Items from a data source
===============

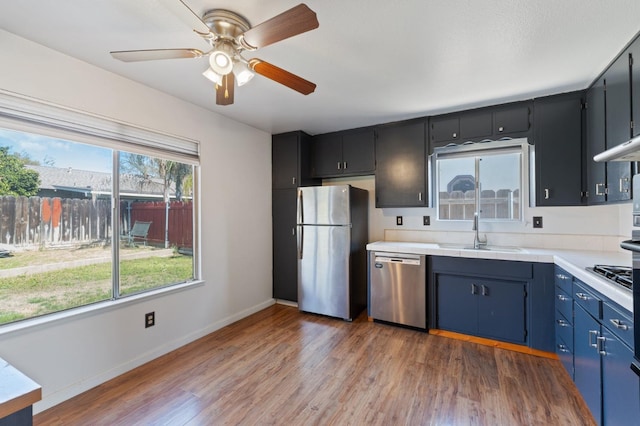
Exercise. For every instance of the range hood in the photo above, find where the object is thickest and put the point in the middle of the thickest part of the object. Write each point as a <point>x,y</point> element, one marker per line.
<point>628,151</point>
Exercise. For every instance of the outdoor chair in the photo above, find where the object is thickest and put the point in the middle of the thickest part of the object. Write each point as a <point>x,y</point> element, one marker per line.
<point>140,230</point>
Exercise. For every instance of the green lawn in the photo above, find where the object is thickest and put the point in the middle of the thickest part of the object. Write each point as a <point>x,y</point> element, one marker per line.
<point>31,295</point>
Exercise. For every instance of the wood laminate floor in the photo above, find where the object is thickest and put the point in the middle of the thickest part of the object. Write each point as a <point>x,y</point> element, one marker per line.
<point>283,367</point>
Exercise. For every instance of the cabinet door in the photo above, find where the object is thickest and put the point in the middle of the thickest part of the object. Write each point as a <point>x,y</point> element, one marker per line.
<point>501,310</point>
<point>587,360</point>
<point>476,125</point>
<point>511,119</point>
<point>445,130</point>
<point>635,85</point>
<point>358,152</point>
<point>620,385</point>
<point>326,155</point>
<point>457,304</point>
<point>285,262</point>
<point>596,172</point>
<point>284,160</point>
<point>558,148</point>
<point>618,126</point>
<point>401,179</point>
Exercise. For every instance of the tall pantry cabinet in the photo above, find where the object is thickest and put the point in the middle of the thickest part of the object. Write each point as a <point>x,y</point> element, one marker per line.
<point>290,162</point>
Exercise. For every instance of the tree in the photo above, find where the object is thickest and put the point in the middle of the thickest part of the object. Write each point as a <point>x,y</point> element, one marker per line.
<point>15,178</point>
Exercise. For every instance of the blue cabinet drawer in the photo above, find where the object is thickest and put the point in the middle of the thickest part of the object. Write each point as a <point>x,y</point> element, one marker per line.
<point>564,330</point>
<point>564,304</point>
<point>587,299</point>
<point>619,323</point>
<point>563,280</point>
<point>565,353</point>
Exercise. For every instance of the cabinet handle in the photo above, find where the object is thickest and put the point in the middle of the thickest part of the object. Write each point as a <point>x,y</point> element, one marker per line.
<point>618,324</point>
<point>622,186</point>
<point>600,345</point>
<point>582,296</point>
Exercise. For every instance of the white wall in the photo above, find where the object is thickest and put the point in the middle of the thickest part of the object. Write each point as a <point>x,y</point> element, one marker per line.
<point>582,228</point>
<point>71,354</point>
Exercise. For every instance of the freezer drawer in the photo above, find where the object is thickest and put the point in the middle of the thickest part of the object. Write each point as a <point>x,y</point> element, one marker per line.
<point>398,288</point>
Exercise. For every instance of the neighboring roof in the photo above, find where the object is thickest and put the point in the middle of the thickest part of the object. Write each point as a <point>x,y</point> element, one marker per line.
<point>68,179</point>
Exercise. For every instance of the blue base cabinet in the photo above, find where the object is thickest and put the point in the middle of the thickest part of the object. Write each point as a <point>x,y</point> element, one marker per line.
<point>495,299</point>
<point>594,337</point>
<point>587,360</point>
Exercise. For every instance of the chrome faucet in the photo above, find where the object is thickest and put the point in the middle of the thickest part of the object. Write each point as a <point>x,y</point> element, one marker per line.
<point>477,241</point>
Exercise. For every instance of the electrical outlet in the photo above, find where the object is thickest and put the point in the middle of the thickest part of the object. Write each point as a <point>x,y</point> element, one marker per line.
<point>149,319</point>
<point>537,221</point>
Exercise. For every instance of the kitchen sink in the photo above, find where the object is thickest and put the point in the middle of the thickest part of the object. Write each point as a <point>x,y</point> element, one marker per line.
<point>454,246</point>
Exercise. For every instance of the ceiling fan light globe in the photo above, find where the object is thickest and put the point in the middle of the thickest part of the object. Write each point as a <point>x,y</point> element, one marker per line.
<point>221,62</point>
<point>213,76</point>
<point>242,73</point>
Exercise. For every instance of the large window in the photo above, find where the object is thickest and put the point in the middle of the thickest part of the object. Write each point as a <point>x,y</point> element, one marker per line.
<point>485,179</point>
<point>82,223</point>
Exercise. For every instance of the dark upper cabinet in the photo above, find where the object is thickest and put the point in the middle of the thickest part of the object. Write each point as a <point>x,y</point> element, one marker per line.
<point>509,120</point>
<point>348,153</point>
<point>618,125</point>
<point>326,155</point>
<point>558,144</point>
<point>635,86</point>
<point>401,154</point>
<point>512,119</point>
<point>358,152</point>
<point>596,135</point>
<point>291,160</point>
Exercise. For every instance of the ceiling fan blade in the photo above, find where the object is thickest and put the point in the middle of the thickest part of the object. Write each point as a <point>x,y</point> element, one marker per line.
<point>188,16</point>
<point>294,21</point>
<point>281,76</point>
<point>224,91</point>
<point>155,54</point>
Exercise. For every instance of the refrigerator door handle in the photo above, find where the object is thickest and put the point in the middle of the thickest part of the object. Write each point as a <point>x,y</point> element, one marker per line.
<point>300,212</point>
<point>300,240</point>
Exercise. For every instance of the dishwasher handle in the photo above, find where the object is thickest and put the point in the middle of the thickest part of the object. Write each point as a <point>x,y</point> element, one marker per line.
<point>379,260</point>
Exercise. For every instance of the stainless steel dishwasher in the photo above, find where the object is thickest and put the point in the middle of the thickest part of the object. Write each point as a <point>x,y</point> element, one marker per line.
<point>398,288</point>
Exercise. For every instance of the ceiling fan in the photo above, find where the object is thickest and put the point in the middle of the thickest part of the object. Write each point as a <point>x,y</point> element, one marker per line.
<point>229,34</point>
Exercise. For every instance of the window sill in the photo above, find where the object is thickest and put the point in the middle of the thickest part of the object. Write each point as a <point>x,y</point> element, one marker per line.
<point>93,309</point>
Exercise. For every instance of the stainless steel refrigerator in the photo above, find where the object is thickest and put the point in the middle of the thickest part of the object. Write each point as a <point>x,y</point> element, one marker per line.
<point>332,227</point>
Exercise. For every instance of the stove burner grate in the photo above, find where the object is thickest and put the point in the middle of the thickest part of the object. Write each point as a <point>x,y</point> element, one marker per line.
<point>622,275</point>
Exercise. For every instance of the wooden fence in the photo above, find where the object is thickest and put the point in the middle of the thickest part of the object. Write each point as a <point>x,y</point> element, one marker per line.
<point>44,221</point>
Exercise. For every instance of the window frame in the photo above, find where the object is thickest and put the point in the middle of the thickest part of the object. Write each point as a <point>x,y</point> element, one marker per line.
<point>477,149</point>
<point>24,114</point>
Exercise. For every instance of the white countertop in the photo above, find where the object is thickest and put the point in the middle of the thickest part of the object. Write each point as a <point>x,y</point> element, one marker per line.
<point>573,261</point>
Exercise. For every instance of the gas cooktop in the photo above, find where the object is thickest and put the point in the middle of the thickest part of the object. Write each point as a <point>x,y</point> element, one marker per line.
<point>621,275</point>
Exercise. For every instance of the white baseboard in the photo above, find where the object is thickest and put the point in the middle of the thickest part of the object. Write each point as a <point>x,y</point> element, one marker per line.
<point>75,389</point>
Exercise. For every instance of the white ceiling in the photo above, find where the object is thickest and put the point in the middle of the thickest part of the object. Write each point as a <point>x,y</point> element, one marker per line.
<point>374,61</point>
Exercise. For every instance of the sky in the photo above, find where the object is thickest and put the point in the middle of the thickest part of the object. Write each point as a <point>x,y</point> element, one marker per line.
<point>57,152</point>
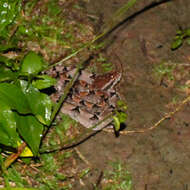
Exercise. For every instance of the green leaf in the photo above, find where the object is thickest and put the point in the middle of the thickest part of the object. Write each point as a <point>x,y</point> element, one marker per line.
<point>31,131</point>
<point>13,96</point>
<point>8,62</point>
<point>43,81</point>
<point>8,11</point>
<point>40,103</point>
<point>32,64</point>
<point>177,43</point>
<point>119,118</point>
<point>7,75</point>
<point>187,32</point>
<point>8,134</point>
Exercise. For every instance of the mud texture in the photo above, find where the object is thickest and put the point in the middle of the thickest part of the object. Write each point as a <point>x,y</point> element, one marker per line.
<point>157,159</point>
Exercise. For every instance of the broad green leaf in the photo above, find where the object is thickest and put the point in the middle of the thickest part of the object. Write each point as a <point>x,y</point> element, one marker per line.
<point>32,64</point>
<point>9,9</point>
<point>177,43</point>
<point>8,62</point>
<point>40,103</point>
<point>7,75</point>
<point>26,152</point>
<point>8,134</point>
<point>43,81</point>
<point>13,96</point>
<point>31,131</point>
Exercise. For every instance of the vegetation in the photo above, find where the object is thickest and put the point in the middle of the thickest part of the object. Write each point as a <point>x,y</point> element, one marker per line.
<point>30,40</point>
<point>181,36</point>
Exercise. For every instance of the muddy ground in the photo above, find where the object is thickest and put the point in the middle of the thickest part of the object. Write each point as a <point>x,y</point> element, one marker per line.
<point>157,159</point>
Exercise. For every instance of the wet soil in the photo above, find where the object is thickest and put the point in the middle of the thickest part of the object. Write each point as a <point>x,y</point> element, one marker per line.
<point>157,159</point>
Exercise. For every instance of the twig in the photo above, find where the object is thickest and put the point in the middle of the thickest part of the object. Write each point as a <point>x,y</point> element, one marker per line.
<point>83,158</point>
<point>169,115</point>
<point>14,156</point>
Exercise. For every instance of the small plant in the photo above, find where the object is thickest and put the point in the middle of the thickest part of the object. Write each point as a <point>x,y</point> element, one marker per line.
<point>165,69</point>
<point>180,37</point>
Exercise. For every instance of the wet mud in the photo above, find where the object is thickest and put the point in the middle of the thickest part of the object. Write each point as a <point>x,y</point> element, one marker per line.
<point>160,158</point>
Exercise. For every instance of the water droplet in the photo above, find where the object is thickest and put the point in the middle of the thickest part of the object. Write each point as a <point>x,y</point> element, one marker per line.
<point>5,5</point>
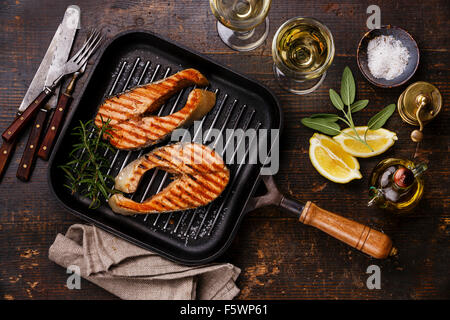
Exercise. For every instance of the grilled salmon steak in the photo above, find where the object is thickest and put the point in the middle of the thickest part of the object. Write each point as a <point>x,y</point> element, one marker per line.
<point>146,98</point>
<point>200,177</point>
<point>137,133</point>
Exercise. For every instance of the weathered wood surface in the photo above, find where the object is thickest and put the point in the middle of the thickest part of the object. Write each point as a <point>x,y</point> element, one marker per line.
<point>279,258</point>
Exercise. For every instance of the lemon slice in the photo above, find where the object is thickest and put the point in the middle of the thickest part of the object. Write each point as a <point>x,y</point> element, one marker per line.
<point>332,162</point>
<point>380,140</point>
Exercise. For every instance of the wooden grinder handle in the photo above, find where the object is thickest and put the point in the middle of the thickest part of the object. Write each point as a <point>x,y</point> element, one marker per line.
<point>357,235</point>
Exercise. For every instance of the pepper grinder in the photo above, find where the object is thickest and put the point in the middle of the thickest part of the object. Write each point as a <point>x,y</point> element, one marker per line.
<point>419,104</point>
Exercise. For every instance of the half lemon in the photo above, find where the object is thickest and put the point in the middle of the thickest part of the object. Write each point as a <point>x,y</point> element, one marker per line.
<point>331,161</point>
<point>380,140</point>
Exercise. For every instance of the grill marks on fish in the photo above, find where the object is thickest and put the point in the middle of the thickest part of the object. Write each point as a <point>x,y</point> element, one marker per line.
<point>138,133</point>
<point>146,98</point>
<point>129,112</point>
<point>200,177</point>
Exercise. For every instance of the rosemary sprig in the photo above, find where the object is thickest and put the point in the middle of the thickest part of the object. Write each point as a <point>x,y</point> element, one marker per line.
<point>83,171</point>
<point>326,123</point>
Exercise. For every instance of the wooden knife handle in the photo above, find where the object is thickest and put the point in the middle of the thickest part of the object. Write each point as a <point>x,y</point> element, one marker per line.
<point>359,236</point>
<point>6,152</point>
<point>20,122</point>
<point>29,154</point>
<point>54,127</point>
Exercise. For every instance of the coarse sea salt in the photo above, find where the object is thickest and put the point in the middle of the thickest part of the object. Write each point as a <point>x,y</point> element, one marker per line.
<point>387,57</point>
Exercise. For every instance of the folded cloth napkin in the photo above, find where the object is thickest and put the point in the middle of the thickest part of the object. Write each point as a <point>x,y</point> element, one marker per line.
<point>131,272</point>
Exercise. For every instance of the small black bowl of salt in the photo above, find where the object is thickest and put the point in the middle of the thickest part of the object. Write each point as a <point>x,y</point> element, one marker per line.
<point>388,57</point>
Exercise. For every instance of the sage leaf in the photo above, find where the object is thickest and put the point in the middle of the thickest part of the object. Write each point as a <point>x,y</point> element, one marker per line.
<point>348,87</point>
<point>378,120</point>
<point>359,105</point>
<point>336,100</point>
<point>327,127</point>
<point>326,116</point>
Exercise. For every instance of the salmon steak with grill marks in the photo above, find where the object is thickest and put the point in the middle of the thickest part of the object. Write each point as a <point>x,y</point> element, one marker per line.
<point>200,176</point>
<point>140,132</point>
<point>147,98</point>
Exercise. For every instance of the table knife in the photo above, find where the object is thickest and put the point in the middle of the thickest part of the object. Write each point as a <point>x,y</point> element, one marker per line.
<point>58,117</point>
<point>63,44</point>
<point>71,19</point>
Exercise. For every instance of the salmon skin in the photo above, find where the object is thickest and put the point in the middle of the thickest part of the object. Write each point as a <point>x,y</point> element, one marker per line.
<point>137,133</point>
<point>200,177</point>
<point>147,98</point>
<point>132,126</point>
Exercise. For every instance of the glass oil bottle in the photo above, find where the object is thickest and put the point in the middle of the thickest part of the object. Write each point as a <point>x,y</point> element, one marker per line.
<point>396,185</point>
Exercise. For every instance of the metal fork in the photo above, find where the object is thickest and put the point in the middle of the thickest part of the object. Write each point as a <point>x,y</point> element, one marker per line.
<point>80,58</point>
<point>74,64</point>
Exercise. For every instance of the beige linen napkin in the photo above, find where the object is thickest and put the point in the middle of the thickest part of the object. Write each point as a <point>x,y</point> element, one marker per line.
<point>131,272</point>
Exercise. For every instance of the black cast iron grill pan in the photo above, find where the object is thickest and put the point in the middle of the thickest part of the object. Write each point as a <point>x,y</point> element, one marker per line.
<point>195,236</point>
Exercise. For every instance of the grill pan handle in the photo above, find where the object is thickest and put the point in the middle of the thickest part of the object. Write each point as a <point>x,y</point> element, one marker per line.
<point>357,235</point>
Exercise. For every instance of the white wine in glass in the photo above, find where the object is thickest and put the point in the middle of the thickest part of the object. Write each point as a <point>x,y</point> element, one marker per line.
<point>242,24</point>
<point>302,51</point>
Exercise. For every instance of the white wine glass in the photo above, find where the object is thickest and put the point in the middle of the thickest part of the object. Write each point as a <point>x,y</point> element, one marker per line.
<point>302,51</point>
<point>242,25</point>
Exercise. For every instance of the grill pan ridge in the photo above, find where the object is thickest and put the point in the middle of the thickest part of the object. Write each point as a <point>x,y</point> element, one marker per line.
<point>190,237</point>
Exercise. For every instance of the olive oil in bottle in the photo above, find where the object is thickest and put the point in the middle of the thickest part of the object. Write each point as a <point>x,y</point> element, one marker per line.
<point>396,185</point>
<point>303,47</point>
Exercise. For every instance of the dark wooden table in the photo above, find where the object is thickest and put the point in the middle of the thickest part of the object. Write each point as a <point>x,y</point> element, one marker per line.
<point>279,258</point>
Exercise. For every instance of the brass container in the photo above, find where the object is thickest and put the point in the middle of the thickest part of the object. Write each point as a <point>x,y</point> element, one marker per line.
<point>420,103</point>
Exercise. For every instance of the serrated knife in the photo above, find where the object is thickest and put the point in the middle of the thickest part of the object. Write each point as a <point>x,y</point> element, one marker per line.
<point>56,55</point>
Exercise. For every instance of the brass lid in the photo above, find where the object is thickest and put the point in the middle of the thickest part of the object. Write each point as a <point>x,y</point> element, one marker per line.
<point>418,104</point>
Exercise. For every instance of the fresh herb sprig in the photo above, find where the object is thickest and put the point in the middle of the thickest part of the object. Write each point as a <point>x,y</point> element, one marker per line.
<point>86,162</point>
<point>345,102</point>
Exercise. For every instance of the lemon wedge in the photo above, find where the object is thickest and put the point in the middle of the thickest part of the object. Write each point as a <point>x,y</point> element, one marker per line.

===============

Job
Recast the lines from the one containing "Exercise. For every instance of the vegetation" through the one containing "<point>30,40</point>" as a Markdown table with two columns, Row and Text: Row holds the row number and Text holds the line, with blank lines omitted.

Answer for this exercise
| Row | Text |
|---|---|
| 1 | Exercise. For every instance of the vegetation in the photo above, find where the object is thickest and put the point in the middle of the thickest part of the object. Write each point as a <point>x,y</point> element, one marker per line. |
| 2 | <point>30,40</point> |